▶ Data for this exercise:

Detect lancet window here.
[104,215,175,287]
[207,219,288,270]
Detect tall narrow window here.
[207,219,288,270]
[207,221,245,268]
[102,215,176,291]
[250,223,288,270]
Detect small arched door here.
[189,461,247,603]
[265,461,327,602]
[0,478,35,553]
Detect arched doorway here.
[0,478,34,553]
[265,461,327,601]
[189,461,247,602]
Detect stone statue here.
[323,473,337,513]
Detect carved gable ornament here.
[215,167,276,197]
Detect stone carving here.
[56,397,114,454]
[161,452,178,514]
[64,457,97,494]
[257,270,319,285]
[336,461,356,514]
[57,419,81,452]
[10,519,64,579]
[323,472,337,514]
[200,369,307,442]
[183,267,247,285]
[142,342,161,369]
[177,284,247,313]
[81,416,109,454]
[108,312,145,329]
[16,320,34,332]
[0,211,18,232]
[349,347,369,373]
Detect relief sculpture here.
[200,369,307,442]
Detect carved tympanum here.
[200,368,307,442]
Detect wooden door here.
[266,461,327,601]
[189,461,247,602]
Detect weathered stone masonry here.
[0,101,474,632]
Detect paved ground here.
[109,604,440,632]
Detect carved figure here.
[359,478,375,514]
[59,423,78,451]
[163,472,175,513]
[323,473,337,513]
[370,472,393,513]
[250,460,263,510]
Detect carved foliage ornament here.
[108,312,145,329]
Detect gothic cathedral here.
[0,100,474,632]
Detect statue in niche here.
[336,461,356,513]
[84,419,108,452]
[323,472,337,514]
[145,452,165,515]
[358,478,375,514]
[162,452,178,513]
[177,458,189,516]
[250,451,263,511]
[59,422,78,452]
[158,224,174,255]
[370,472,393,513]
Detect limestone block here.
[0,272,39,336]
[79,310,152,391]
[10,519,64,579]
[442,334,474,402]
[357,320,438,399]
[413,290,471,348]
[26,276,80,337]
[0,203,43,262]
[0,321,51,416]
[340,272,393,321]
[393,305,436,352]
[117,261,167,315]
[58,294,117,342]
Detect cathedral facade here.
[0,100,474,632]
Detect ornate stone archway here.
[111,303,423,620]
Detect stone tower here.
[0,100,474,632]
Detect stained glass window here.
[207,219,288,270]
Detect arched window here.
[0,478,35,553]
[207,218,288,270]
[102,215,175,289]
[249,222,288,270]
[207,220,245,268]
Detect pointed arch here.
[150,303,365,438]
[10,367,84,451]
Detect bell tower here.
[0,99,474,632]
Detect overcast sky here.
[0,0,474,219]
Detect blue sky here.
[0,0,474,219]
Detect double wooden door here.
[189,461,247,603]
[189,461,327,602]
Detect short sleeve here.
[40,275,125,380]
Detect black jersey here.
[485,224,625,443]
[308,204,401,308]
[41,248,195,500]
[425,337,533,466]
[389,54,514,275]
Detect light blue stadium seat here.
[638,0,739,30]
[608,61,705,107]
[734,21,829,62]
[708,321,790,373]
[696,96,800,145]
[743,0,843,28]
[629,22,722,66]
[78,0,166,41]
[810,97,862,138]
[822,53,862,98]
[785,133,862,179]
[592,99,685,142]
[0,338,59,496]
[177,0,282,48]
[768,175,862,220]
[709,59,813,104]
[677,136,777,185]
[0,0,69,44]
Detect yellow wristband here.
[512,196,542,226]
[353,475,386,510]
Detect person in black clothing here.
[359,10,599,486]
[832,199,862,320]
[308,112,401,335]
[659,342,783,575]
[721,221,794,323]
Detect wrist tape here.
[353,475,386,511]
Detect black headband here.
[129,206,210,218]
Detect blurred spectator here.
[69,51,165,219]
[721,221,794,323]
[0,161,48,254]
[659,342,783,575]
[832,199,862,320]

▶ Stated task: Reproduce all the items above line for line, with no changes.

▶ Expected output:
Detect lancet window here.
[104,215,175,287]
[207,219,288,270]
Detect tall narrow window here.
[207,219,288,270]
[207,221,245,268]
[102,215,176,291]
[250,223,288,270]
Detect small arched door here.
[189,461,247,603]
[265,461,327,602]
[0,478,35,553]
Detect arched doorway here.
[0,478,34,553]
[265,461,327,601]
[189,461,247,602]
Detect stone statue here.
[323,473,337,513]
Detect carved gable ornament here.
[215,167,276,197]
Detect stone carving here.
[56,397,114,454]
[161,452,178,514]
[64,457,97,494]
[257,270,319,285]
[336,461,356,514]
[57,419,81,452]
[10,519,64,579]
[323,472,337,514]
[200,369,307,442]
[183,267,247,285]
[142,342,161,369]
[177,284,247,313]
[81,416,109,454]
[108,312,145,329]
[16,320,34,332]
[0,211,18,232]
[349,347,369,373]
Detect relief sculpture here.
[200,369,307,442]
Detect carved tympanum here.
[200,368,307,442]
Detect wooden door here.
[266,461,327,601]
[189,461,247,602]
Detect weathered stone masonry here.
[0,101,474,632]
Detect paved ground here.
[109,604,440,632]
Detect carved figure here.
[359,478,375,514]
[59,423,78,451]
[163,472,175,513]
[323,473,337,513]
[370,472,393,513]
[250,460,263,510]
Detect carved foliage ornament here.
[108,312,145,329]
Detect gothic cathedral here.
[0,100,474,632]
Detect statue in niche here.
[336,461,356,513]
[84,419,108,452]
[323,472,337,514]
[145,452,165,515]
[358,478,375,514]
[162,452,178,513]
[177,458,189,516]
[250,451,263,511]
[59,422,78,452]
[158,224,174,255]
[370,472,393,513]
Detect limestone block here.
[0,272,39,336]
[79,310,152,391]
[10,519,64,579]
[442,334,474,402]
[357,320,438,399]
[413,290,471,348]
[26,276,80,337]
[0,203,43,262]
[0,321,51,416]
[340,272,393,321]
[393,305,436,352]
[117,261,167,315]
[58,294,117,342]
Detect cathedral facade here.
[0,100,474,632]
Detect ornate stone archway here.
[111,303,423,620]
Detect stone tower here.
[0,100,474,632]
Detect stained glass window here.
[207,219,288,270]
Detect arched window here.
[0,478,35,553]
[207,218,288,270]
[102,215,175,289]
[249,222,288,270]
[207,220,245,268]
Detect pointed arch here.
[150,303,365,438]
[10,367,84,451]
Detect bell tower here.
[0,99,474,632]
Detect overcast sky here.
[0,0,474,219]
Detect blue sky here.
[0,0,474,219]
Detect double wooden door here.
[189,461,247,603]
[189,461,327,602]
Detect short sleeve here.
[40,275,125,380]
Detect black jersey here.
[485,224,625,443]
[308,204,401,308]
[41,248,195,500]
[425,337,533,466]
[389,54,514,275]
Detect light blue stadium seat here.
[638,0,739,30]
[608,61,705,107]
[734,21,829,62]
[708,321,790,373]
[696,96,800,145]
[743,0,843,28]
[629,22,722,66]
[78,0,166,41]
[810,97,862,138]
[822,53,862,98]
[785,133,862,179]
[592,99,685,142]
[0,338,59,496]
[177,0,282,48]
[768,175,862,220]
[709,59,813,104]
[677,136,777,185]
[0,0,69,44]
Detect yellow wristband here.
[512,196,542,226]
[353,475,386,510]
Detect person in black clothing here.
[359,10,599,486]
[832,199,862,320]
[308,112,401,335]
[659,342,783,575]
[721,221,794,323]
Detect wrist tape here.
[353,475,386,511]
Detect black headband here.
[129,206,210,218]
Detect blurred spectator here.
[69,51,165,219]
[721,221,794,323]
[0,161,48,254]
[659,342,783,575]
[832,199,862,320]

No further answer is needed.